**Source passage**

March 19, 2008.  Permalink


OLYMPIC BOYCOTT?

There is other news.  We've mentioned Tibet in recent days, and noted that the disturbances there could impact this year's summer Olympics, to be held in China, which controls Tibet.  Now there are calls for at least a symbolic Olympic boycott:

PARIS (AP) - Moves to punish China over its handling of violence in Tibet gained momentum Tuesday, with a novel suggestion for a mini-boycott of the Beijing Olympics by VIPs at the opening ceremony.

Such a protest by world leaders would be a huge slap in the face for China's Communist leadership.

France's outspoken foreign minister, former humanitarian campaigner Bernard Kouchner, said the idea "is interesting."

Kouchner said he wants to discuss it with other foreign ministers from the 27-nation European Union next week. His comments opened a crack in what until now had been solid opposition to a full boycott, a stance that Kouchner said remains the official government position.

The idea of skipping the Aug. 8 opening ceremony "is less negative than a general boycott," Kouchner said. "We are considering it."

Watch for this to build.  The protesters in Tibet get news from the outside.  They know that the Olympics provide a platform to get world attention.  The International Olympic Committee will, no doubt, show its usual indifference to human rights, but there are more powerful forces at work.

We can only hope that the Bush administration, in its final months, yields to the better angels of its nature, and joins a boycott of the opening ceremonies.  It would, in some small measure, make up for Bush 41's groveling to China only months after the Tiananmen Square massacre of 1989, when Washington acted as if, hey, it never even happened. 

March 19, 2008.  Permalink


ANY OPINION, AMERICAN FEMINISTS?

Finally, a travel advisory:  The Mideast's first women-only hotel has opened in Saudi Arabia:

The Middle East's first women-only hotel was officially opened in the capital of the ultra-conservative kingdom of Saudi Arabia on Tuesday.

**Set of tasks**
A. Using the Beijing Olympics blog excerpt, answer these questions:
(i) On what date is the Olympic opening ceremony scheduled?
(ii) Who is France's foreign minister?
(iii) In which city did the Middle East's first women-only hotel open?
B. Write the next part of the Beijing Olympics blog excerpt, picking up after its final sentence.
The entries that follow the Beijing Olympics blog excerpt come from a different source.

**Given entries**
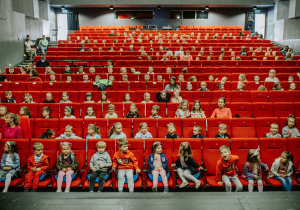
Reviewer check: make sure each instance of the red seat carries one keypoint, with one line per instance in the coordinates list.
(243, 128)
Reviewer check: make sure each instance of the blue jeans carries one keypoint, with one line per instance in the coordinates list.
(286, 182)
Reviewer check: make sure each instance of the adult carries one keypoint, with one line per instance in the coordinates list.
(272, 78)
(82, 48)
(11, 129)
(43, 44)
(42, 62)
(172, 86)
(221, 112)
(34, 77)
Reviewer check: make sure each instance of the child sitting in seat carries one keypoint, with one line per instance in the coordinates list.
(222, 132)
(68, 134)
(37, 165)
(274, 128)
(225, 173)
(125, 162)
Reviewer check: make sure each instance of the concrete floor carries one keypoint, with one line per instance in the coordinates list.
(148, 200)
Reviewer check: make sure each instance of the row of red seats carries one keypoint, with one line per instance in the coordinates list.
(206, 153)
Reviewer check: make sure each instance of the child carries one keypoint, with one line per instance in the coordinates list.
(9, 98)
(154, 112)
(125, 162)
(10, 163)
(66, 164)
(183, 110)
(282, 170)
(158, 165)
(99, 164)
(3, 111)
(111, 112)
(197, 132)
(187, 166)
(89, 98)
(197, 110)
(203, 87)
(65, 98)
(143, 133)
(290, 129)
(133, 112)
(116, 131)
(222, 132)
(68, 134)
(46, 112)
(253, 170)
(274, 128)
(37, 165)
(49, 98)
(171, 129)
(147, 98)
(225, 173)
(93, 132)
(69, 112)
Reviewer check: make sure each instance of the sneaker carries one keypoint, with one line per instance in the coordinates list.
(154, 189)
(183, 184)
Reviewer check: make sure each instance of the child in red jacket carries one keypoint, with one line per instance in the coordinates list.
(225, 172)
(37, 165)
(125, 161)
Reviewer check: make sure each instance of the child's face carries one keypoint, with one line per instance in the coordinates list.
(222, 131)
(225, 154)
(274, 129)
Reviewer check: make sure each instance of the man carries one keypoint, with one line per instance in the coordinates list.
(43, 62)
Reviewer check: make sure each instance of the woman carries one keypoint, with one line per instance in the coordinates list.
(11, 129)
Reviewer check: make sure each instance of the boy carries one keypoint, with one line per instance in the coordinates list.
(125, 161)
(225, 173)
(154, 111)
(37, 165)
(171, 128)
(274, 131)
(49, 98)
(99, 164)
(222, 132)
(68, 134)
(197, 132)
(9, 98)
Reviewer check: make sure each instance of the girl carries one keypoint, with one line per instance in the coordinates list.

**Exercise results**
A.
(i) August 8
(ii) Bernard Kouchner
(iii) The capital of Saudi Arabia

B.
Prince Sultan bin Salman bin Abdul Aziz, secretary general of the Supreme Commission for Tourism, attended the inauguration of the Luthan Hotel and Spa in Riyadh.

Saudi Arabia, which applies a rigorous doctrine of Islam known as Wahhabism, strictly enforces the separation of the sexes in public, and the 25-room hotel said it can offer its female-only guests 150 types of spa treatments as well as fine dining and conference facilities.

Princess Madawi Bint Mohammad Bin Abdullah, who chairs the board of partners that set up the hotel, said the project was an important step forward for women in the kingdom.

"One of the aims of the Luthan ... is to support the achievements of women in general and particularly those in Saudi Arabia," the statement quoted her as saying at a news conference during the hotel's official opening.

Women in Saudi Arabia face a host of constraints. They are banned from driving, forced to cover from head to toe in public, prohibited from mixing with men other than relatives and prevented from travelling without written permission from their male guardian.

At least we called it "separate but equal."  Well, there are spas and some good food.  Who needs that freedom stuff?

And I'll be back later.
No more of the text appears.